Copy out every one of the records below verbatim, line for line.

[Dataset records]
■ ■ ■ ■ ■

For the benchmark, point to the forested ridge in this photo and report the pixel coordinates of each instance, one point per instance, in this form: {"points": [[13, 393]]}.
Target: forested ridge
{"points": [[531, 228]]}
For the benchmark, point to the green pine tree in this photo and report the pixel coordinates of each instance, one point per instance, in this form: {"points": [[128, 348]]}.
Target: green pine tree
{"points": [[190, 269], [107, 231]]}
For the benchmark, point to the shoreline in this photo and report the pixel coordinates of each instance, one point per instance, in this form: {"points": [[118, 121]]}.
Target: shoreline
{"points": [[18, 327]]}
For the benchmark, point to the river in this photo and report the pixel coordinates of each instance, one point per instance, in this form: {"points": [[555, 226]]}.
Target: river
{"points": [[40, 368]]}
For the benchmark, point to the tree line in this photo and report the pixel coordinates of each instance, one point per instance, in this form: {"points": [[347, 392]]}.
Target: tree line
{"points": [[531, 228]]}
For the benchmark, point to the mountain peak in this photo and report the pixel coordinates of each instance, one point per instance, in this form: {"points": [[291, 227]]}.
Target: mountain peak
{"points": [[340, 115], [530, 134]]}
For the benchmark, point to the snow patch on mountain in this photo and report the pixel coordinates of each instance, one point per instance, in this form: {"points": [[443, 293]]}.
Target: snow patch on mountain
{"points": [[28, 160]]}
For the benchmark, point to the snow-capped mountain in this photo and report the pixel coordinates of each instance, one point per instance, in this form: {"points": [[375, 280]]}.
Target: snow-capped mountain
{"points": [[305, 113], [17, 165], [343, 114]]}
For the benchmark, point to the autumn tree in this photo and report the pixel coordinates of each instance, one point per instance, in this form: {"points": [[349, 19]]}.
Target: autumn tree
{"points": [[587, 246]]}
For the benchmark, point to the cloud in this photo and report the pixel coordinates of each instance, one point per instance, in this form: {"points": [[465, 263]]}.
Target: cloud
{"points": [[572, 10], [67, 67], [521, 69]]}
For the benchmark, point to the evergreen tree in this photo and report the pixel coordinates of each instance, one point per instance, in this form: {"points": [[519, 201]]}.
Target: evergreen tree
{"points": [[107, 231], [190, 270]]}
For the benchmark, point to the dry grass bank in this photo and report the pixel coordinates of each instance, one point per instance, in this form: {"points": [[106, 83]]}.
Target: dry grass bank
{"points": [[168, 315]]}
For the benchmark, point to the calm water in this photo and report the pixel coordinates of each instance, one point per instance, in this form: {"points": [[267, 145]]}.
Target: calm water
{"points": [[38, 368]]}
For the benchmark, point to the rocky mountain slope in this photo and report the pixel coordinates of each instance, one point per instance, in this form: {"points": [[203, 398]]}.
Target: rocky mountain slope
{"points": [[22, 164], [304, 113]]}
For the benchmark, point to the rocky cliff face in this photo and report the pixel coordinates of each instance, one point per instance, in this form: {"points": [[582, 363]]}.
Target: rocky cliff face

■ ■ ■ ■ ■

Correct response
For the benchmark, point to the forested ridge in this photo and report the pixel coordinates of each instance, one point per instance, in this form: {"points": [[13, 393]]}.
Target: forested ridge
{"points": [[531, 228]]}
For the benchmark, point to the green pine tree in this photo and report the pixel coordinates of each instance, one point per instance, in this form: {"points": [[128, 348]]}.
Target: green pine tree
{"points": [[190, 269], [107, 231]]}
For the benchmark, point to the shoreline in this photo and report the pixel coordinates of each instance, one point per instance, in this form: {"points": [[118, 121]]}.
Target: shoreline
{"points": [[18, 327]]}
For the benchmark, point to the river in this photo and report the pixel coordinates of each instance, one point per instance, in this form: {"points": [[555, 226]]}.
Target: river
{"points": [[40, 368]]}
For the benchmark, point to the tree line in this photo and report the pixel coordinates of each instance, one point per instance, in this form: {"points": [[347, 392]]}.
Target: tree line
{"points": [[531, 228]]}
For the benchmark, point to the mountain peak in this photo and report the pixel coordinates of each instance, one point per instance, in this form: {"points": [[291, 227]]}.
Target: mountain peak
{"points": [[340, 115], [530, 134]]}
For the benchmark, point to the snow patch on mountain in this photo and report the pixel coordinates of each instance, one point per instance, in this form: {"points": [[443, 293]]}.
Target: snow patch on mountain
{"points": [[28, 160]]}
For the benchmark, point to the snow-capped mountain in this photo and report the pixel coordinates of each instance, one point per instance, in this form: {"points": [[375, 280]]}.
Target: snow-capped mountain
{"points": [[305, 113], [17, 165], [343, 114]]}
For the benchmark, point to the autumn tree in this photo and report the pixel coordinates of each instance, one point per instance, in this form: {"points": [[349, 19]]}.
Target: autumn tree
{"points": [[587, 246]]}
For the benchmark, point to the cloud in this photo and report the pixel coordinates of each instance, one point per instance, in this form: {"points": [[465, 263]]}.
Target: cloud
{"points": [[572, 10], [67, 67], [521, 69]]}
For the benchmark, point to the evergreen tree in this photo and report the pixel coordinates of each instance, one point per instance, in this form: {"points": [[519, 201]]}.
Target: evergreen tree
{"points": [[107, 231], [190, 270]]}
For the benchmark, point to the dry grass bank in this photo and report the pixel coordinates of each instance, one point per instance, in this form: {"points": [[106, 83]]}.
Target: dry grass bank
{"points": [[168, 315]]}
For the benchmark, point to the calm water in this photo and report the pixel coordinates of each instance, one point per instance, in this form: {"points": [[267, 145]]}.
Target: calm water
{"points": [[38, 368]]}
For the benchmark, point to the rocky mountain slope in this photo and report the pixel coordinates of each instance, one point per instance, in this form: {"points": [[203, 398]]}.
Target: rocky mountain slope
{"points": [[22, 164], [304, 113]]}
For the benchmark, point to the rocky cliff face in this photo and report the pixel coordinates of each instance, one point per instance, in this form: {"points": [[582, 363]]}.
Target: rocky cliff face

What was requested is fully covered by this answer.